Nous célébrons un jour glorieux entre tous. Nous témoignons ainsi que nous nous souvenons, que nous gardons avec vigilance la mémoire sacrée de l’humanité. L’histoire de la grande Révolution est encore la nôtre. C’est avec gratitude que nous avons présente à l’esprit la Déclaration des Droits de l’Homme et du Citoyen. Enfin et surtout la République demeure pour nous une idée vivante.

1789, c’est l’année mémorable, la plus grande date de l’histoire universelle. La Révolution est certes le fait d’un peuple et même d’une ville. Mais au moment même l’événement est immédiatement reconnu par tous les peuples de la terre, à Berlin, à Varsovie, à Rome, dans les Caraïbes et dans toute l’Amérique.

Pour la première fois se constitue une nation. On sait que le célèbre cri « vive la Nation ! » n’est pas un cri de guerre. Il signifie que les hommes n’appartiennent plus seulement à une classe sociale, noblesse, clergé, tiers-état, ni à une province, Bretagne, Alsace, Corse, mais qu’ils sont avant tout des égaux, des hommes fraternels, les libres citoyens de la République.

▶ **DONNÉES FOURNIES**
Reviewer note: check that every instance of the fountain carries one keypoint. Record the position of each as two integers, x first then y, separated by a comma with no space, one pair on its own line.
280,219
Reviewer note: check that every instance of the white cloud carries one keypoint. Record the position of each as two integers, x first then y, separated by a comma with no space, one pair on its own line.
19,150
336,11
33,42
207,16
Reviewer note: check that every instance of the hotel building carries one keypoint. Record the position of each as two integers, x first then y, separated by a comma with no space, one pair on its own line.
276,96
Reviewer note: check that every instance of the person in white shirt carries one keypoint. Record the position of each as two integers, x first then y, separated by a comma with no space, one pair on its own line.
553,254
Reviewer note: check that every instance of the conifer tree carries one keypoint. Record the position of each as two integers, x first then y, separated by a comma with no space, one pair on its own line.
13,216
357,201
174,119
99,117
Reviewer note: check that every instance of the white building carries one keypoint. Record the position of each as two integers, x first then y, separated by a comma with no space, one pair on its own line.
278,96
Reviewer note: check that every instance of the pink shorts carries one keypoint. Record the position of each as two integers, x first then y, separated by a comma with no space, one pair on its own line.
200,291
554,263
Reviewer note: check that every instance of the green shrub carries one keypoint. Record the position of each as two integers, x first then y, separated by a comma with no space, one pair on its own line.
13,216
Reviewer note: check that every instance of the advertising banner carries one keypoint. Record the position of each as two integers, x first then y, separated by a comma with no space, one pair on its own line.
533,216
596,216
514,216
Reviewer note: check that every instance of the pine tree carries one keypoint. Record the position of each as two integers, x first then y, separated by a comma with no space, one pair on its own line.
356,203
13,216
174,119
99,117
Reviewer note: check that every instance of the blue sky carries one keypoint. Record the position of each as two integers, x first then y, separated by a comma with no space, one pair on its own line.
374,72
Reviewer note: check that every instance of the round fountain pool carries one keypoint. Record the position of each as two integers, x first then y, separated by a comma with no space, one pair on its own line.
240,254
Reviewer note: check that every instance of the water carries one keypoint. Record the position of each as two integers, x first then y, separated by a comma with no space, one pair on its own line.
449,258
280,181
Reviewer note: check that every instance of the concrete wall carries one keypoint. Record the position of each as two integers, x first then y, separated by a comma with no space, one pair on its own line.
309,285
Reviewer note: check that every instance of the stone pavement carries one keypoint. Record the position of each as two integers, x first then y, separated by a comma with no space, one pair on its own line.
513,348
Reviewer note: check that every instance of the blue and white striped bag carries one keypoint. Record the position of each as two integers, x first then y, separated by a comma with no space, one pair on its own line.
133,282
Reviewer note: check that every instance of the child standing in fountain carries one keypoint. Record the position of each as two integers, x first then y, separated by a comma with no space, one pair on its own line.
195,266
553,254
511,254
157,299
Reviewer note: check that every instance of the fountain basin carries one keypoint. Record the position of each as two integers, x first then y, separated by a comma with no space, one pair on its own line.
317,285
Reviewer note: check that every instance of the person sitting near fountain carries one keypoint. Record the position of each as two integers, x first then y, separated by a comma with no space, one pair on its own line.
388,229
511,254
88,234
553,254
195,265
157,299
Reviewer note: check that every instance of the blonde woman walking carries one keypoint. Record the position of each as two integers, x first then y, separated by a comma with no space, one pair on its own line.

▶ **TRAVAIL DEMANDÉ**
A) Réécrivez sous forme de liste le paragraphe de l'extrait qui commence par « Pour la première fois se constitue une nation », en conservant ses faits principaux.
B) Indiquez si chacune des affirmations suivantes concorde avec l'extrait en répondant par oui ou par non, et citez les mots de l'extrait qui permettent de trancher : (i) le cri « vive la Nation ! » est un cri de guerre ; (ii) l'événement de 1789 a été reconnu à Varsovie ; (iii) la République est présentée comme une idée dépassée.
C) Dressez la liste de tous les lieux où, selon l'extrait, l'événement de 1789 est immédiatement reconnu.
Les enregistrements forment un matériau indépendant de l'extrait.

▶ **RÉPONSES**
A)
- Pour la première fois, une nation se constitue.
- Le cri « vive la Nation ! » n'est pas un cri de guerre.
- Il signifie que les hommes n'appartiennent plus seulement à une classe sociale (noblesse, clergé, tiers-état) ni à une province (Bretagne, Alsace, Corse).
- Ils sont avant tout des égaux, des hommes fraternels, les libres citoyens de la République.

B)
(i) Non : « n’est pas un cri de guerre ».
(ii) Oui : « immédiatement reconnu par tous les peuples de la terre, à Berlin, à Varsovie ».
(iii) Non : « la République demeure pour nous une idée vivante ».

C)
- Berlin
- Varsovie
- Rome
- les Caraïbes
- toute l’Amérique